* EXCERPT TO READ
This diminutive island country continues to feel the impact of 2017's Hurricane Maria, which wiped out nearly 90% of Dominica's infrastructure. The cost of rebuilding the electrical grid, public water services, and other utilities is straining the country's public resources budget, leaving little to spend on enhancements to the medical and educational sectors. Dominica's economy is heavily dependent upon the export of bananas, its only major crop, which leaves the country particularly vulnerable to fluctuations in growing conditions and the banana trade.
This Caribbean island country has high rates of poverty, unemployment, and underemployment due to trade difficulty. Like Dominica, Saint Vincent and the Grenadines has an economy which is primarily reliant on the growth and export of bananas. Thus, diversification and expansion of the economy would greatly help stabilize the country's economy and cash flow.
In addition to weathering the COVID-19 pandemic, Saint Vincent had to endure the April 2021 eruption of La Soufrière volcano, which devastated the island's infrastructure and banana groves, causing damage equal to 23% of the country's 2021 GDP. The blast also displaced more than 20,000 people, some of whom lived in shelters for months.

* Collected data
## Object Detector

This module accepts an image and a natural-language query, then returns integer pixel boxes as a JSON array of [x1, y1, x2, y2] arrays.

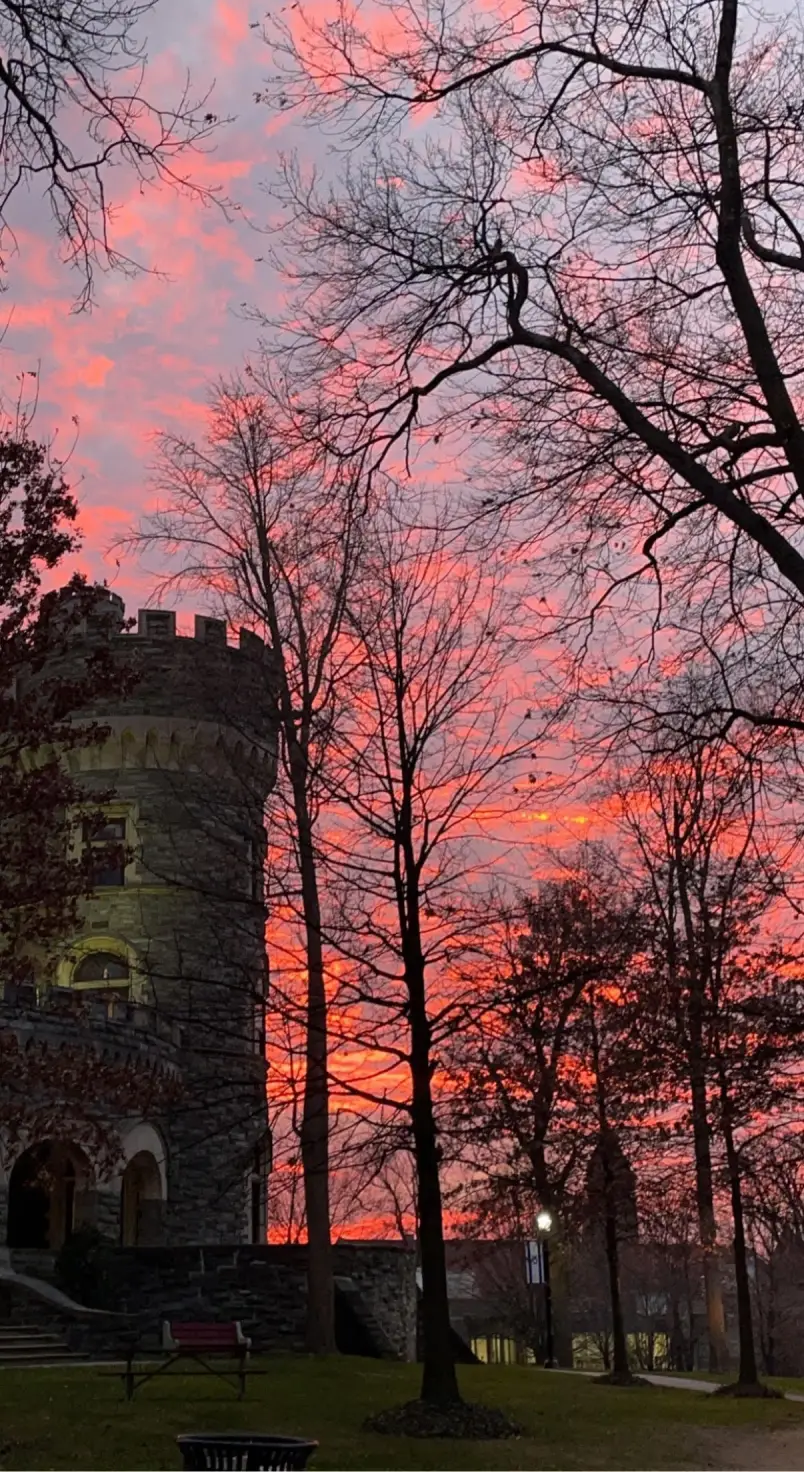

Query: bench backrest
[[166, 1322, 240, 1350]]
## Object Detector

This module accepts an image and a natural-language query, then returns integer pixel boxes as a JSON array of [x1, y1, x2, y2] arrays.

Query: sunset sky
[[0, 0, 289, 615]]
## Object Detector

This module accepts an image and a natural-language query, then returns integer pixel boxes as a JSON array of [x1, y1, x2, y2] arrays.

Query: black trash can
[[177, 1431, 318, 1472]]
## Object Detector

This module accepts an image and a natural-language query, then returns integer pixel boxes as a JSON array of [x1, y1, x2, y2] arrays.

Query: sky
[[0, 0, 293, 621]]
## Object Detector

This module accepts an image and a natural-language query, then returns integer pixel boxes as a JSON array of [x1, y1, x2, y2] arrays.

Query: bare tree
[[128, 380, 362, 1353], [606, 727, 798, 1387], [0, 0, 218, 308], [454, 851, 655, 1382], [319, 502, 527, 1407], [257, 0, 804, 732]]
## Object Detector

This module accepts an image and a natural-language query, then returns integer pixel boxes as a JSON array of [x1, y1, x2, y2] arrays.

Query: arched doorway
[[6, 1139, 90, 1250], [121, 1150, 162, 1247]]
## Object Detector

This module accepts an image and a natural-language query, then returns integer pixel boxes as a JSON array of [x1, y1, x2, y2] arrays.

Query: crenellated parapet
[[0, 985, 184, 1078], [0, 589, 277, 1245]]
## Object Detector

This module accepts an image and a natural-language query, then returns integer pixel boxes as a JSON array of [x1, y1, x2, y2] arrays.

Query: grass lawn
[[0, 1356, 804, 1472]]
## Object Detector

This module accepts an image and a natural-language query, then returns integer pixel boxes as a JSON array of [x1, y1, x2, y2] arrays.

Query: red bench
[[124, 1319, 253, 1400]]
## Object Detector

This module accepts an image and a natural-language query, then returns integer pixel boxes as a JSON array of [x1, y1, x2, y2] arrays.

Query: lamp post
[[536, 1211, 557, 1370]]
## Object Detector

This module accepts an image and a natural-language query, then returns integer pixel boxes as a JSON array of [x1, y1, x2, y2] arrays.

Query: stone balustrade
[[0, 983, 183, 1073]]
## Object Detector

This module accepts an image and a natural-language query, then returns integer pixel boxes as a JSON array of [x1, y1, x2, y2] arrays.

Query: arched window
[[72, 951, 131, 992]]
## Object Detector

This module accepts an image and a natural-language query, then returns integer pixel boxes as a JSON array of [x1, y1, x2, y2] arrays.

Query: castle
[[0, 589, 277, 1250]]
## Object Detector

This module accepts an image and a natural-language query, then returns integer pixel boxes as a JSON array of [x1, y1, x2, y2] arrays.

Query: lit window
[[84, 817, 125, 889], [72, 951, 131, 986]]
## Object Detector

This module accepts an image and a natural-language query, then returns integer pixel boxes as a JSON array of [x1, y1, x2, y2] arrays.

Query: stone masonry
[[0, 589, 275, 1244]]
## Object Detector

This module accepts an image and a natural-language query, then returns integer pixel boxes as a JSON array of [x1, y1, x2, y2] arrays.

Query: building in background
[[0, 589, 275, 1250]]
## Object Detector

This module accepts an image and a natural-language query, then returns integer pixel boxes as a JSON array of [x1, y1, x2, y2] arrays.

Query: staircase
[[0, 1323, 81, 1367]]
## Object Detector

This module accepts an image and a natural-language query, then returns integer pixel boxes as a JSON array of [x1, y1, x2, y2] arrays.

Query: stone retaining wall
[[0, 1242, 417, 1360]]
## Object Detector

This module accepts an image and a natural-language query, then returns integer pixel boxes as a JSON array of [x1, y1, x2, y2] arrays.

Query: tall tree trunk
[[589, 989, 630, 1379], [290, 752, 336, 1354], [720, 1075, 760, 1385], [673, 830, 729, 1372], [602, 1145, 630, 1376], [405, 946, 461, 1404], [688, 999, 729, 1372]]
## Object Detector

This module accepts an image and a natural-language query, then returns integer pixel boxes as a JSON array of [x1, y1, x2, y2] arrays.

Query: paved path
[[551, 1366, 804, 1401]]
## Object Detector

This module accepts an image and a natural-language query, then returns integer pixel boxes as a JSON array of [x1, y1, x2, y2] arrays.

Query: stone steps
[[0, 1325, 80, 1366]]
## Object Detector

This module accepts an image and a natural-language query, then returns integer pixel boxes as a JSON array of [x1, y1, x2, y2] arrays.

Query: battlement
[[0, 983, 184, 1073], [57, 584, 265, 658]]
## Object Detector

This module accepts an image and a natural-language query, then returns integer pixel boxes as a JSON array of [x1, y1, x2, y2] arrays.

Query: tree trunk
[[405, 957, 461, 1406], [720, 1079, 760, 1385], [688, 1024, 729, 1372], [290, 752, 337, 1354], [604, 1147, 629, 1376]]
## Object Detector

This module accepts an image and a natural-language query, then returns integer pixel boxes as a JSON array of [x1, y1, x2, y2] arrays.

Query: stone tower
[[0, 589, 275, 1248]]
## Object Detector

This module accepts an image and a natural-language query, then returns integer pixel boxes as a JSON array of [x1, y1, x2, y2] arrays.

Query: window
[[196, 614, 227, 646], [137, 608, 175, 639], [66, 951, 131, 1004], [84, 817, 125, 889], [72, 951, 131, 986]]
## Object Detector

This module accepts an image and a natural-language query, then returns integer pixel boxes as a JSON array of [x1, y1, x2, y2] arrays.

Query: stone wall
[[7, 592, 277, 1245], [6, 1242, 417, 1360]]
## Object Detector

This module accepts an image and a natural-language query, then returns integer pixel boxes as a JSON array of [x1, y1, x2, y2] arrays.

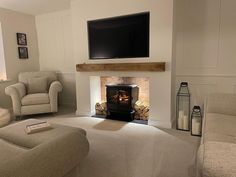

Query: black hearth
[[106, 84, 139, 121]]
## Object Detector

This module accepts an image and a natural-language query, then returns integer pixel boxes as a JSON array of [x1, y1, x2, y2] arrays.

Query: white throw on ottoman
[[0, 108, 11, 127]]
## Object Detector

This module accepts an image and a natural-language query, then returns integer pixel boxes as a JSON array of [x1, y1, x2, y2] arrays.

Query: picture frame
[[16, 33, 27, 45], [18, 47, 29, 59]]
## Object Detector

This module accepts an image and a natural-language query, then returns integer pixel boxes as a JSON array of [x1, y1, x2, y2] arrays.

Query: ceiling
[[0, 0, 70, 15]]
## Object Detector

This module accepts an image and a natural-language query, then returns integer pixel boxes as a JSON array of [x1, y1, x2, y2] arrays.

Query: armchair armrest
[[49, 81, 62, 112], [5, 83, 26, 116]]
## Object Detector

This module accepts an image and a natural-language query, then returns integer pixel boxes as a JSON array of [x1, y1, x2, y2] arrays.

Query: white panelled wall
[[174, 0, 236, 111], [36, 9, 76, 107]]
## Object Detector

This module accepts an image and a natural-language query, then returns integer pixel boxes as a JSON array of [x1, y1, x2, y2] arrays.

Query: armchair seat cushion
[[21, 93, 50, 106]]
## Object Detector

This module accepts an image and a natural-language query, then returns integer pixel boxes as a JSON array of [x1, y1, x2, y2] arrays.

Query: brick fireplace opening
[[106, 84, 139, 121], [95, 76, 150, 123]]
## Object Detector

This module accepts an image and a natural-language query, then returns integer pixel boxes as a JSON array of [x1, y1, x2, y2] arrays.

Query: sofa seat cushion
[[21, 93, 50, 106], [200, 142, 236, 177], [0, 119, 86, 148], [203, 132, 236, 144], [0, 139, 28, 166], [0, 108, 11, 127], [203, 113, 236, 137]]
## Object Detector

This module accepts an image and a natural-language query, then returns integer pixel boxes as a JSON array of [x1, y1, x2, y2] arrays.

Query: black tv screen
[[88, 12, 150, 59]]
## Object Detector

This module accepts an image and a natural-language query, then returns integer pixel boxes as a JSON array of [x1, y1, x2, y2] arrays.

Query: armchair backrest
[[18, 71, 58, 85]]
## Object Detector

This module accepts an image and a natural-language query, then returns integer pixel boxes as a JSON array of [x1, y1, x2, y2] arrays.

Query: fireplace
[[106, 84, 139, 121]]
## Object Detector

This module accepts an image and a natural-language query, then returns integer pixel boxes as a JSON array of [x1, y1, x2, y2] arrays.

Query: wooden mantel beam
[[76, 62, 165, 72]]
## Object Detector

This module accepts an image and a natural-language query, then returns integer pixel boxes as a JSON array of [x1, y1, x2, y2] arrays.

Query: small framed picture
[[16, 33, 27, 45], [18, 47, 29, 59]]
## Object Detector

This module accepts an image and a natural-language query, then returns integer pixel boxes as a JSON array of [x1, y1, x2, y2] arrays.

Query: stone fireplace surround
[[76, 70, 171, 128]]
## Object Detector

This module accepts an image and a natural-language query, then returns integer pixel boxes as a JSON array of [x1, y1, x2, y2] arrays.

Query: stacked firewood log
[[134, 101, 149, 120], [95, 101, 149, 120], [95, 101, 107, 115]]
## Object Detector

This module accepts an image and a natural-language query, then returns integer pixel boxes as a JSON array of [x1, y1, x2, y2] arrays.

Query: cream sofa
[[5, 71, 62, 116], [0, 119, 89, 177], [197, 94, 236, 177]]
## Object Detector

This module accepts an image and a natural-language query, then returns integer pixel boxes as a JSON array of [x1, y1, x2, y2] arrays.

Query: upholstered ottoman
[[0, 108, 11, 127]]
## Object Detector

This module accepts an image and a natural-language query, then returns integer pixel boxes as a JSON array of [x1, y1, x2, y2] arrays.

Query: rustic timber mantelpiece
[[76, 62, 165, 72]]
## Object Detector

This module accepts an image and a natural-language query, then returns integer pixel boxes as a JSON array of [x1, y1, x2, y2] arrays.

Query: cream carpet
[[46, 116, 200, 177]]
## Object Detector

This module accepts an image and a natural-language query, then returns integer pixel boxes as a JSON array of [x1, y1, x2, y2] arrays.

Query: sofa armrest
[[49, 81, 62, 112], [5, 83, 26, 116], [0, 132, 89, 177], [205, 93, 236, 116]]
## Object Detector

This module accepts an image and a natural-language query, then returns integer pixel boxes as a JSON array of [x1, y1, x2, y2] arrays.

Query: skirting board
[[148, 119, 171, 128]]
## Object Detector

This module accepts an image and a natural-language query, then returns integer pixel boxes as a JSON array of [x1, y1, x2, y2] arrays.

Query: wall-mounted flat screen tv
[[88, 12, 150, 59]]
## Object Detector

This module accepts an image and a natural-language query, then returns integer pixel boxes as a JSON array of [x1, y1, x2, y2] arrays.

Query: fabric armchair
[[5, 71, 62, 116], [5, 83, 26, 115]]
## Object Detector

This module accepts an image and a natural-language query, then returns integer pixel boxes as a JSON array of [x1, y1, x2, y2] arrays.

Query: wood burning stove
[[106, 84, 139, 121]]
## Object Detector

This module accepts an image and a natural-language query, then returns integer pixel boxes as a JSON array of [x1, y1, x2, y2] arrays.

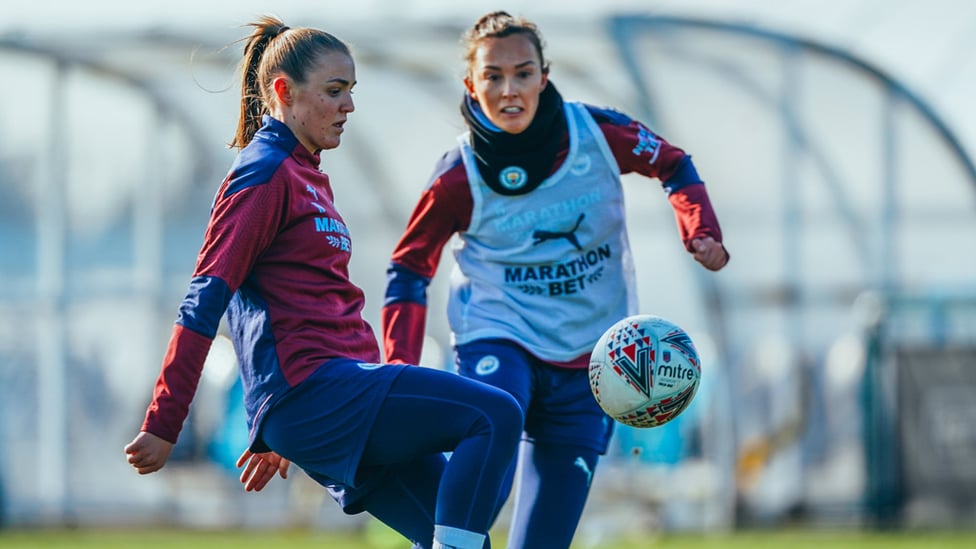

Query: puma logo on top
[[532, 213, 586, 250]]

* WHAT THE EXERCISE ASKS
Can you write what comes next in the passage on the economies of Dominica and Saint Vincent and the Grenadines, starting after its final sentence?

* RESULT BELOW
The third-largest country in North America, Mexico boasts an area of nearly two million square kilometers (approx. 760,000 square miles) and a 2022 population of more than 131 million people. Mexico's economy is vast but has been stagnant for some time, seeing only minimal growth despite Mexico being one of the NAFTA (North American Free Trade Agreement) countries since 1994.
However, the World Bank believes the country has an opportunity to improve its economic standing by supporting new businesses, striving to assist and include women and migrants—two groups that are frequently marginalized in the current economy—and establishing protections against climate change and natural disasters.
Saint Lucia’s poor infrastructure leaves many people without electricity, safe water, and usable roads. This constrains people’s access to education, health care, and to other communities, which in turn limits the industries in which they can find employment. One industry upon which the country is quite reliant, tourism, was very negatively impacted by the COVID-19 pandemic, a setback from which the country is not projected to fully recover until 2024-25.
Saint Lucia is also ill-prepared to guard against natural disasters, which tend to have a disproportionately harmful impact upon the poor. Moreover, the financial constraints of the Saint Lucian government often limit its capacity to adequately support those facing poverty. Economic expansion is the key to alleviating poverty in Saint Lucia, specifically growing the agriculture and light manufacturing industries.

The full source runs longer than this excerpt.